* Auszug zum Lesen *
=====

Neben bisher unbekannten Begriffen, wie „EuroGebührenordnung“, „abgestaffelte Preise“ oder „risikoadjustierte Zuschläge“, sind die wesentlichen Botschaften mit enormen Auswirkungen gerade für uns in Sachsen:

Erstens. Die Beiträge der Versicherten und der Arbeitgeber in Sachsen steigen.

Zweitens. Die höheren Beiträge sind ein negativer Standortfaktor und gehen zulasten der Arbeitsplätze in Sachsen.

Drittens. CDU und SPD schaffen mehr Bürokratie.

Viertens. Die Grundprobleme des Gesundheitswesens im Hinblick auf die demografische Entwicklung und den Wettbewerb werden nicht gelöst.

(Prof. Dr. Peter Porsch, Linksfraktion.PDS: Sehr richtig!)

Die Festlegung der Koalitionsvereinbarung, dass die Lohnzusatzkosten dauerhaft unter 40 % gesenkt werden sollen, ist offenbar das Papier nicht wert, auf dem sie steht.

Zu Beginn des Jahres 2007 sollen die Krankenversicherungsbeiträge um mindestens 0,5 % steigen. Ab 2008 wird es durch die Einführung eines Gesundheitsfonds zu einem gesetzlich festgelegten bundesweiten Einheitsbeitragssatz, der sich am bundesweiten Durchschnittsbeitrag für alle gesetzlichen Krankenkassen orientiert, kommen. Dieser wird, vorsichtig geschätzt, bei rund 14 % plus – und dies ist nicht zu vergessen – 0,9 %Arbeitnehmerbeitrag für den Zahnersatz liegen.

Für die Versicherten von AOK und IKK – das sind immerhin knapp 2,5 Millionen – und für die Arbeitgeber hier in Sachsen bedeutet dies eine Mehrbelastung von immerhin einem dreistelligen Millionenbetrag. Die notwendigen Beitragserhöhungen sind im Wesentlichen von der Koalition in Berlin hausgemacht. Ich erinnere dabei an die Mehrwertsteuererhöhung, die für Medikamente immerhin

knapp 0,9 Milliarden Euro ausmachen wird, sowie die Senkung des Steuerzuschusses aus dem Bundeshaushalt an die Krankenkassen in Höhe von 4,2 Milliarden Euro in den Jahren 2007 und 2008.

Wenn ich von dem bisherigen Steuerzuschuss gesprochen habe, ist es der größte Wählerbetrug und die größte Verdummung, wenn jetzt vom so genannten Einstieg in die Steuerfinanzierung gesamtgesellschaftlicher Aufgaben, in die gesetzliche Krankenversicherung, gesprochen wird. Wir haben ja bereits jetzt einen Steuerzuschuss von diesen 4,2 Milliarden Euro aus der Tabaksteuer, die bisher von allen Rauchern seit dem 01.01.2004 erhoben wurde, die nun abgeschafft werden und nicht mehr einfließen soll. Stattdessen soll ein neuer Zuschuss in die gesetzliche Krankenkasse gepumpt werden. Das ist doch Irrsinn, das versteht doch keiner! Im Übrigen ist auch noch unklar, wie der neue Steuerzuschuss finanziert werden soll. Frau Merkel und Herr Stoiber haben dazu klipp und klar gesagt, es werde keine Steuererhöhung geben. – Darauf bin ich gespannt.

=====

* Arbeitsmaterial *

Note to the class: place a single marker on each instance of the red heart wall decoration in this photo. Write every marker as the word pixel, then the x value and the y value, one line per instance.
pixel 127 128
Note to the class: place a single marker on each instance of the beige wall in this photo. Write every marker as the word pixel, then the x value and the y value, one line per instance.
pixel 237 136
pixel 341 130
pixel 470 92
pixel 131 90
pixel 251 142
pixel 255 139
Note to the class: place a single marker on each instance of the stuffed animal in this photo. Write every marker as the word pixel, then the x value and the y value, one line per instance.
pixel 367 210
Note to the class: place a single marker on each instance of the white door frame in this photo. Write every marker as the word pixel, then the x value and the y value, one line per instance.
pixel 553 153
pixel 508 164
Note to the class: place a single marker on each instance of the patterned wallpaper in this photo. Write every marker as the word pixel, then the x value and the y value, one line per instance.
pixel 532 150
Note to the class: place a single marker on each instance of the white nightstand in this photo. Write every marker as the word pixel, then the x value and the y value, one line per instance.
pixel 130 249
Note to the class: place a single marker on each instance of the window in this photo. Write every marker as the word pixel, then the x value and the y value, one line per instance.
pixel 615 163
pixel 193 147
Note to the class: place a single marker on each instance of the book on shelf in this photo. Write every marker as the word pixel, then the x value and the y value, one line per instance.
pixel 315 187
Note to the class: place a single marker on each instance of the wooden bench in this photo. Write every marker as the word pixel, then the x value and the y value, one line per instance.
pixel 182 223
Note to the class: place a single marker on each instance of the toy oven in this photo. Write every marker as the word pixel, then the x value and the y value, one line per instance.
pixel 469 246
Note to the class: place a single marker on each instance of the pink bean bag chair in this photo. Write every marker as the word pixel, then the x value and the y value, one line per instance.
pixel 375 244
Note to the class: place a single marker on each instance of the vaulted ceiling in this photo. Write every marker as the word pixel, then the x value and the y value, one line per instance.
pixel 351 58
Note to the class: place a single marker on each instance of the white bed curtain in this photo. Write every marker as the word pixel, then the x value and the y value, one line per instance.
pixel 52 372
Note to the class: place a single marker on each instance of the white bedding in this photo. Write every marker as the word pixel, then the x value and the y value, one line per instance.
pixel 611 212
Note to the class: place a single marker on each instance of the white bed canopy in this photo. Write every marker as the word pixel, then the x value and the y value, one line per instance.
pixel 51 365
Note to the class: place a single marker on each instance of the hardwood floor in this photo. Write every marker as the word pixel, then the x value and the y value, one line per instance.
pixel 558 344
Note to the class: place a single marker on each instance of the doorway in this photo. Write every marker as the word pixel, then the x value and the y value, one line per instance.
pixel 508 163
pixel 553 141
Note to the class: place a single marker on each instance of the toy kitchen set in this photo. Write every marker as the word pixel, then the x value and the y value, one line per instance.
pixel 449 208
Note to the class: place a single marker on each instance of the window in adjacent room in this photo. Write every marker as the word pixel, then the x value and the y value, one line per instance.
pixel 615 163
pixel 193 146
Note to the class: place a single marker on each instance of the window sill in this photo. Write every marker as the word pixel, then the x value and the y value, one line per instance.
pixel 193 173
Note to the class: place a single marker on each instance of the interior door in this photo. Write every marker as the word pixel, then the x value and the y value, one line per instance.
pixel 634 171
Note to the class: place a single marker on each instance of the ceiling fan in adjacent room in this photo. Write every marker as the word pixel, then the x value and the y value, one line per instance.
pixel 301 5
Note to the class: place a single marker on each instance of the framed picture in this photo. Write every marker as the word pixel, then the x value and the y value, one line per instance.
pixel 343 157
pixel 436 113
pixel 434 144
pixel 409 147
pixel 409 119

=====

* Fragen zum Material *
1) Um wie viel Prozent sollen die Krankenversicherungsbeiträge laut dem Redeauszug zur Gesundheitsreform zu Beginn des Jahres 2007 mindestens steigen?
2) Bitte schreib den Redeauszug zur Gesundheitsreform von „Erstens. Die Beiträge“ bis einschließlich „schaffen mehr Bürokratie.“ noch einmal ab und benenne dabei „Sachsen“ in „Thüringen“ um.
3) Führe den Redeauszug zur Gesundheitsreform im Anschluss an seinen letzten Satz weiter.

* Ergebnisse der Reihe nach *
1) Um mindestens 0,5 %.

2)
Erstens. Die Beiträge der Versicherten und der Arbeitgeber in Thüringen steigen.

Zweitens. Die höheren Beiträge sind ein negativer Standortfaktor und gehen zulasten der Arbeitsplätze in Thüringen.

Drittens. CDU und SPD schaffen mehr Bürokratie.

3)
Zur zweiten Botschaft: Natürlich gehen diese höheren Beiträge auch zulasten von Arbeitsplätzen in Sachsen. Allein die Beitragserhöhung bei der AOK Sachsen wird die sächsischen Arbeitgeber einen knapp dreistelligen Millionenbetrag kosten. Dies entspricht umgerechnet den Arbeitskosten von mehreren tausend Arbeitsplätzen im verarbeitenden Gewerbe. – So weit zu den ersten Auswirkungen der Gesundheitsreform für Sachsen.

(Beifall bei der FDP)

Ich erteile der Fraktion der CDU das Wort. Frau Nicolaus, bitte.

Herr Präsident! Meine sehr verehrten Damen und Herren! Ja, die Debatte regt natürlich dazu an, sich tiefgründig mit dem Eckpunktepapier auseinander zu setzen. Sicher wäre es für uns als Koalition genauso interessant, die Dinge der Vergangenheit noch mehr zu hinterfragen. Sie, meine lieben Kolleginnen und Kollegen von der FDP-Fraktion, haben bereits andere Reformen, als Sie – auf Bundesebene – mit regierungstragend waren, verabschiedet.

(Dr. André Hahn, Linksfraktion.PDS: Das ist schon eine Weile her!)

Dazu wird Herr Prof. Schneider noch etwas ausführen. Auch dort gab es natürlich bestimmte Dinge, die zum Vorteil oder zum Nachteil der Patienten bzw. Kassenversicherten gereicht haben. Dass die Debatte allein an den Beitragssätzen festgemacht wird, ist mir zu wenig, da dies die Quadratur des Kreises ist, das ist ganz klar. Wir wollen alle Leistungen behalten, und wir haben ein gutes Gesundheitssystem, aber am Ende will niemand mehr dafür bezahlen. Dies ist natürlich etwas schwierig; denn das Geld ist nur einmal vorhanden und kann nur einmal ausgegeben werden.

Ich hätte mir auch von Ihnen, Frau Schütz, gewünscht, dass Sie angeführt hätten, warum die AOK in Sachsen so gut dasteht und einen solch niedrigen Beitragssatz hat.